The exercise: Return the stretch of the records below from the very beginning through the line that contains "pixel 127 36", including both ends. Copy every line unchanged.

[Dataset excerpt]
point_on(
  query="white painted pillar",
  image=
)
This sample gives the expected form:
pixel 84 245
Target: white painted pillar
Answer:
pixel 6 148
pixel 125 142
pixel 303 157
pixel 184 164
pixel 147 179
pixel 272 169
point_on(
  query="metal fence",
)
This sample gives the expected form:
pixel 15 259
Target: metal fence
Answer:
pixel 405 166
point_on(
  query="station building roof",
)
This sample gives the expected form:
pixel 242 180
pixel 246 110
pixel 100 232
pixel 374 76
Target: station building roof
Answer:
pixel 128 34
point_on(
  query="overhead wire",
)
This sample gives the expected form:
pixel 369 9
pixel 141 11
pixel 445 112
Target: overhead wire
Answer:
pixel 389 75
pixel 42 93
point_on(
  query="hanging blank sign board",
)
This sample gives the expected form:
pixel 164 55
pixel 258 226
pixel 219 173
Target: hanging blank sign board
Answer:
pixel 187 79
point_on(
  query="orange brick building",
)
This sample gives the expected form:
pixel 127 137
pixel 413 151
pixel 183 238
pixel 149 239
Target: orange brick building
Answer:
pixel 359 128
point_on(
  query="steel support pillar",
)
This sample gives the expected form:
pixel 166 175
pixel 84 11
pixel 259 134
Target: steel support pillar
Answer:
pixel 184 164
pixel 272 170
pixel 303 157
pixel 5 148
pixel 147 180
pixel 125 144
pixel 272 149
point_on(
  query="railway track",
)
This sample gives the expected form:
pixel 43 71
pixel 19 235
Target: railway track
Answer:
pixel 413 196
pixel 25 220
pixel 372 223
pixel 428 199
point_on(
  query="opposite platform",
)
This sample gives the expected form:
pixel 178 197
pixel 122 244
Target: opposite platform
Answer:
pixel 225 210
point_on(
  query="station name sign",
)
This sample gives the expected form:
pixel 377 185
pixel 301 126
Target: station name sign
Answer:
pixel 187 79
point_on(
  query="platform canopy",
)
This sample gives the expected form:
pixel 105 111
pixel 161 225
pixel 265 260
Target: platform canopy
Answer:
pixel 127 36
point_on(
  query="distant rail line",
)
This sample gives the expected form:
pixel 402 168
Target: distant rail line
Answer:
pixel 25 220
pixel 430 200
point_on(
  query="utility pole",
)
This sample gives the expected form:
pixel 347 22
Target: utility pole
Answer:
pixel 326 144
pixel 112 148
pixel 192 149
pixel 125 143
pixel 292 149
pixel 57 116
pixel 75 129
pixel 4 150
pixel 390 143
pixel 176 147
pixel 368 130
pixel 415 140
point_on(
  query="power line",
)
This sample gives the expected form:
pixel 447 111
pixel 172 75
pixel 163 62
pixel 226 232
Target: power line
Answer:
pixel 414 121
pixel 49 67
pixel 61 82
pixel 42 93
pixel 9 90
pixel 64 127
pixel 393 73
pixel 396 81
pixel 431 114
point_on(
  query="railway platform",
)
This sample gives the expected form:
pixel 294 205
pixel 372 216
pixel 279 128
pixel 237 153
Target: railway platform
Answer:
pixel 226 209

Problem solution:
point_on(
  query="white painted pillar",
  image=
)
This sample gives the expected form:
pixel 84 245
Target: white painted pillar
Answer:
pixel 6 148
pixel 125 142
pixel 303 157
pixel 184 164
pixel 147 179
pixel 272 169
point_on(
  query="metal fence",
)
This sample gives the expected form:
pixel 15 259
Target: metal fence
Answer:
pixel 405 166
point_on(
  query="station building roof",
)
This sample gives the expected form:
pixel 242 180
pixel 246 110
pixel 100 232
pixel 374 76
Target: station building roof
Answer:
pixel 128 34
point_on(
  query="overhead wire",
)
This sample gives the expected form:
pixel 369 9
pixel 141 11
pixel 445 112
Target: overhead wire
Answer:
pixel 389 75
pixel 42 93
point_on(
  query="hanging blank sign board",
)
This sample gives the expected form:
pixel 164 55
pixel 258 226
pixel 219 173
Target: hanging blank sign board
Answer:
pixel 187 79
point_on(
  query="orange brick building",
)
This sample gives the expected form:
pixel 127 137
pixel 413 151
pixel 183 238
pixel 149 239
Target: orange brick building
Answer:
pixel 359 128
point_on(
  query="steel support pillar",
)
This sample gives the expected form:
pixel 166 175
pixel 84 11
pixel 259 134
Target: steel support pillar
Answer:
pixel 184 164
pixel 272 170
pixel 303 157
pixel 5 148
pixel 147 180
pixel 125 144
pixel 272 149
point_on(
  query="railway track",
)
This sample gives the expected form:
pixel 43 71
pixel 19 235
Target: railway track
Answer:
pixel 413 196
pixel 25 220
pixel 372 223
pixel 428 199
point_on(
  query="opposite platform",
)
This sample gives the expected form:
pixel 178 197
pixel 122 244
Target: opposite platform
Answer:
pixel 225 210
point_on(
  query="station name sign",
)
This sample gives the expected form:
pixel 377 185
pixel 301 126
Target: station name sign
Answer:
pixel 187 79
point_on(
  query="platform canopy",
)
This sample gives the expected form:
pixel 105 111
pixel 161 225
pixel 265 260
Target: platform canopy
Answer:
pixel 127 36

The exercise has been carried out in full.